▶ _Prompt_
Add 136 to both numbers of every point coordinate pair and reproduce the entries, leaving all other text unchanged. Begin at the first line of the entries and stop after the line that contains "(853, 1218)".

Excerpts from point annotation data
** Begin **

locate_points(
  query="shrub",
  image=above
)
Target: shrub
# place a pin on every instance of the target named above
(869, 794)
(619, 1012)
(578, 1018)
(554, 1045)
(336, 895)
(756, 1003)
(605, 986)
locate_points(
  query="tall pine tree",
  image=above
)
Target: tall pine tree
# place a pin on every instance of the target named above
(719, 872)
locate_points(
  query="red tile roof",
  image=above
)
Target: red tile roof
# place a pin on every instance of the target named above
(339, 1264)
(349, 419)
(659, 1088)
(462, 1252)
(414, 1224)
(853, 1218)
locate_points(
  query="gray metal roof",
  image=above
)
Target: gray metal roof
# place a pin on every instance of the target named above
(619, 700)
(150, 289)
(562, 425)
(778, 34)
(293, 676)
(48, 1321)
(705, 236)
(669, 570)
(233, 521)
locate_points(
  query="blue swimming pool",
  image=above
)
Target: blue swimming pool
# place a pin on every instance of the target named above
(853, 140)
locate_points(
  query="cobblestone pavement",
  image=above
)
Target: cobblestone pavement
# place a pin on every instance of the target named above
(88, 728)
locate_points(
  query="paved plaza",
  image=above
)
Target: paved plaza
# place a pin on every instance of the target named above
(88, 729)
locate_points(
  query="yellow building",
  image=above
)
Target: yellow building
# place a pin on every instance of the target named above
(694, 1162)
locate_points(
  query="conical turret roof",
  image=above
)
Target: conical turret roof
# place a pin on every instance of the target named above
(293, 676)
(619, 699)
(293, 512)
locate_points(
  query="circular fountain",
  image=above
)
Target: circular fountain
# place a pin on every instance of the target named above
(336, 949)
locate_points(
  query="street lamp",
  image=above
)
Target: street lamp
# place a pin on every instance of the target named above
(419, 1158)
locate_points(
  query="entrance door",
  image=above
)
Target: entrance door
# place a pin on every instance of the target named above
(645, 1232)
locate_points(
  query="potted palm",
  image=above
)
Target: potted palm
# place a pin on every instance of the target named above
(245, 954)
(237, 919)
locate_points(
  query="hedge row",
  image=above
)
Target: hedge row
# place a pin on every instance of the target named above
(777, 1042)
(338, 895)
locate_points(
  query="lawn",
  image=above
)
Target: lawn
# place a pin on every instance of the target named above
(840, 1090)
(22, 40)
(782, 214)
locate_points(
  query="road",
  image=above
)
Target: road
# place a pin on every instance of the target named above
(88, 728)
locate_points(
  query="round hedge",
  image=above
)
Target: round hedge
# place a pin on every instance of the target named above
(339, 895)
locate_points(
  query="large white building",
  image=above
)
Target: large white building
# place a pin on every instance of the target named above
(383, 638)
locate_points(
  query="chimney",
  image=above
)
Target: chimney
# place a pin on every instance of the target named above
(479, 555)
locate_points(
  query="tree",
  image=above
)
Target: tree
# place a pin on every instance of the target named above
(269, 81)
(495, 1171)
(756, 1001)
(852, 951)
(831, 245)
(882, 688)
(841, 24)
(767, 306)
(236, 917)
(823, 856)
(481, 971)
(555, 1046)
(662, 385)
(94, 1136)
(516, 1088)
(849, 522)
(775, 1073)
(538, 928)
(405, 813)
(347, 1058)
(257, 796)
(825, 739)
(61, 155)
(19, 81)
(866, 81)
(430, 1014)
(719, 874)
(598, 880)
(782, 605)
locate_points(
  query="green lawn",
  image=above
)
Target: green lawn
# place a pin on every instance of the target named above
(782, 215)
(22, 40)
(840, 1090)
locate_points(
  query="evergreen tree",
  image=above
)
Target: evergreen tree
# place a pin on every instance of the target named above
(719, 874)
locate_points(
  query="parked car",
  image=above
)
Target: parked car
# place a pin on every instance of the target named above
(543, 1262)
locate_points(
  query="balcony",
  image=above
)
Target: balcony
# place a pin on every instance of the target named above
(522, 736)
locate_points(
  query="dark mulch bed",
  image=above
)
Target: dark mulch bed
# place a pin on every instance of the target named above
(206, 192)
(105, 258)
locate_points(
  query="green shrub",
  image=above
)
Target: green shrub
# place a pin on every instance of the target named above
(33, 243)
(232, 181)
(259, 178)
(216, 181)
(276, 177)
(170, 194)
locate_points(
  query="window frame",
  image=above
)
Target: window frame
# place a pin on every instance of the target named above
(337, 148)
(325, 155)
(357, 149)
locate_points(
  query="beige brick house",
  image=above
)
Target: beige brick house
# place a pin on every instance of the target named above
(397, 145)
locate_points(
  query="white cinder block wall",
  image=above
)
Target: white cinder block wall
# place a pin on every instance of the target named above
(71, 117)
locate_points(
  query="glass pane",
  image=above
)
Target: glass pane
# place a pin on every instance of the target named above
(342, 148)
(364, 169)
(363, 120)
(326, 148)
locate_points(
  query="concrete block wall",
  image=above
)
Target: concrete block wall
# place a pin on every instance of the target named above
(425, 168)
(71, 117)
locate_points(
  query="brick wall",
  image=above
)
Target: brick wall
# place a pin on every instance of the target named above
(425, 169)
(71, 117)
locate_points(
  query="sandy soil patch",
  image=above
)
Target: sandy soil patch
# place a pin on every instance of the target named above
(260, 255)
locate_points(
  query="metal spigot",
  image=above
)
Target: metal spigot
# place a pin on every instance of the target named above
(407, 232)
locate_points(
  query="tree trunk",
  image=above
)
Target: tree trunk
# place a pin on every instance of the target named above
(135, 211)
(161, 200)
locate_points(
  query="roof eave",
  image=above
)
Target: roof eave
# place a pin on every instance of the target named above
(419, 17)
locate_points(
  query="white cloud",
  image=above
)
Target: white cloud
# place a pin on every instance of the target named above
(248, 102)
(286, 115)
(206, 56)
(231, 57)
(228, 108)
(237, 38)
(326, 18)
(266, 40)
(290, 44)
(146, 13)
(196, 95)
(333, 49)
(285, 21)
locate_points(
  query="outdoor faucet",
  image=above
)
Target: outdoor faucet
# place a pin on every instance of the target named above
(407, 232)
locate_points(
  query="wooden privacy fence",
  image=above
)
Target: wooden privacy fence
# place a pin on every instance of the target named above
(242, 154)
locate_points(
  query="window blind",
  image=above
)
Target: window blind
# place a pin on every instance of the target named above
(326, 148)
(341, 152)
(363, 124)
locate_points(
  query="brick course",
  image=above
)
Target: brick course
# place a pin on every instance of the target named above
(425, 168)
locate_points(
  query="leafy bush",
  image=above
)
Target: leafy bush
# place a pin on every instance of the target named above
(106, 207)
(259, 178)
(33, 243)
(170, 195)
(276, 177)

** End **

▶ _Output for this exercise_
locate_points(
  query="shrub",
  image=above
)
Target: shrub
# place a pin on every instance of the target named above
(1005, 930)
(755, 1148)
(714, 1154)
(690, 1181)
(472, 1031)
(892, 1139)
(741, 1122)
locate_points(
  query="tall pine tree",
  image=above
)
Target: tall pine tree
# place a pin on every instance of the target named above
(855, 1008)
locate_points(
  query="red tile roof",
  image=above
)
Target: red tile roof
# place a pin on every instance of the target named above
(475, 1400)
(485, 555)
(795, 1224)
(598, 1388)
(550, 1360)
(989, 1354)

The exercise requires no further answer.